▸ **Text shown**:
It involved strategic Facebook marketing (which hardly anyone was doing at the time), cool live campus events (that sounded more like Jackass episodes than educational), and intense street team marketing (which hadn’t been effective since the 70’s in the eyes of most theatre owners). We had our work cut out for us.
The good news was, our plan was working, and by consistently selling out screenings for the first three weeks of the tour, we were able to gain access to a lot of theaters and colleges that had previously been cold to the idea of working with us. This led to our two big discoveries:
- Almost all of the independent art houses in the country talk to each other. In 2008 it wasn’t a network the way we’d think of it now, but bookers and theatre owners often communicated regionally, or at least had contacts for one another, and knowing that allowed us to use our initial success as a golden ticket for booking out the rest of our dates.
- Touring is not a good stand-alone model if your film has any success because the constant travel prevents you from taking advantage of it in any one place. We had numerous cities that wanted the film to come back and play more dates, as well as cities that we never planned for request us, but we weren’t able to capitalize on any of that because we had to keep moving. The Roadshow Must Go On. Furthermore, we weren’t able to harness the momentum we’d built and drive it toward any sorption or ancillary release (because that handout been setup in advance, but we’ll talk ancillaries in a minute).
Since the entire touring mechanism is essentially a moving puzzle where every aspect is dependent and contingent upon the other, we had to keep to a very specific route and itinerary, which in effect was only valuable if every step leading up a given city was completed.
For instance, if you have eighty-five things you need to do before you can have a successful screening in, say, Tallahassee on a Sunday (and three days out you’ve only got seventy of ’em done, you might as well drive straight thru to Gainesville because Tallahassee is already a loss, and the only way you have a shot at catching up and saving the next city is if you move on.
When we hit the road, we literally had five* dudes (*technically, there were six of us, but one guy literally did nothing but get obnoxiously drunk every night, yell about how much better live-jazz in his Texas hometown was). Five Dudes doing all of the work that needed to be done, including, but not limited to; booking screenings, securing lodging, negotiating food deals, building and managing our marketing plan, setting up all of our campus events and after-parties, and executing all that while spending 80% of every third day on the road with limited cell and Internet service. (One Pro-Tip: without the use of illegal iPhone tethering to our computers, we literally would not be writing this blog post because we would not have been able to accomplish anything in the pre-3G Internet-Everywhere era).

▸ **Instruction**: Reproduce the portion of the film tour text that begins with the words "- Touring is" and ends after the words "in a minute).".

▸ **Information supplied**:
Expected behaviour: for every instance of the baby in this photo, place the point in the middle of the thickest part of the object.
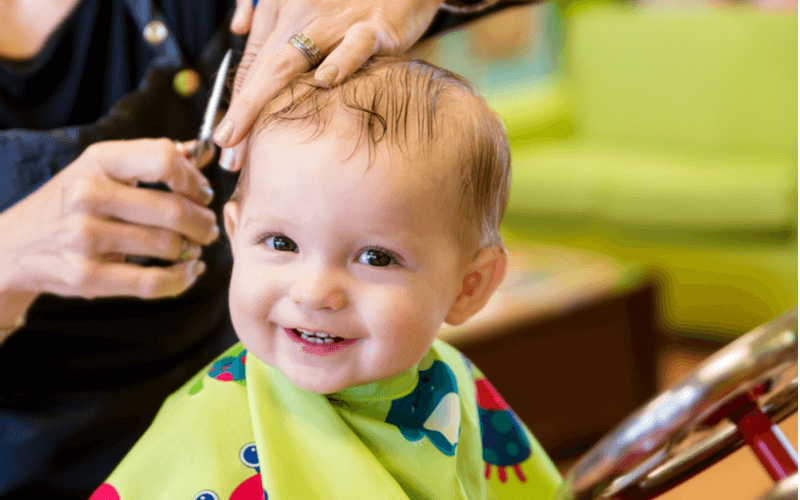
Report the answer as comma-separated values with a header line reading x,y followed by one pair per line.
x,y
366,215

▸ **Task result**:
- Touring is not a good stand-alone model if your film has any success because the constant travel prevents you from taking advantage of it in any one place. We had numerous cities that wanted the film to come back and play more dates, as well as cities that we never planned for request us, but we weren’t able to capitalize on any of that because we had to keep moving. The Roadshow Must Go On. Furthermore, we weren’t able to harness the momentum we’d built and drive it toward any sorption or ancillary release (because that handout been setup in advance, but we’ll talk ancillaries in a minute).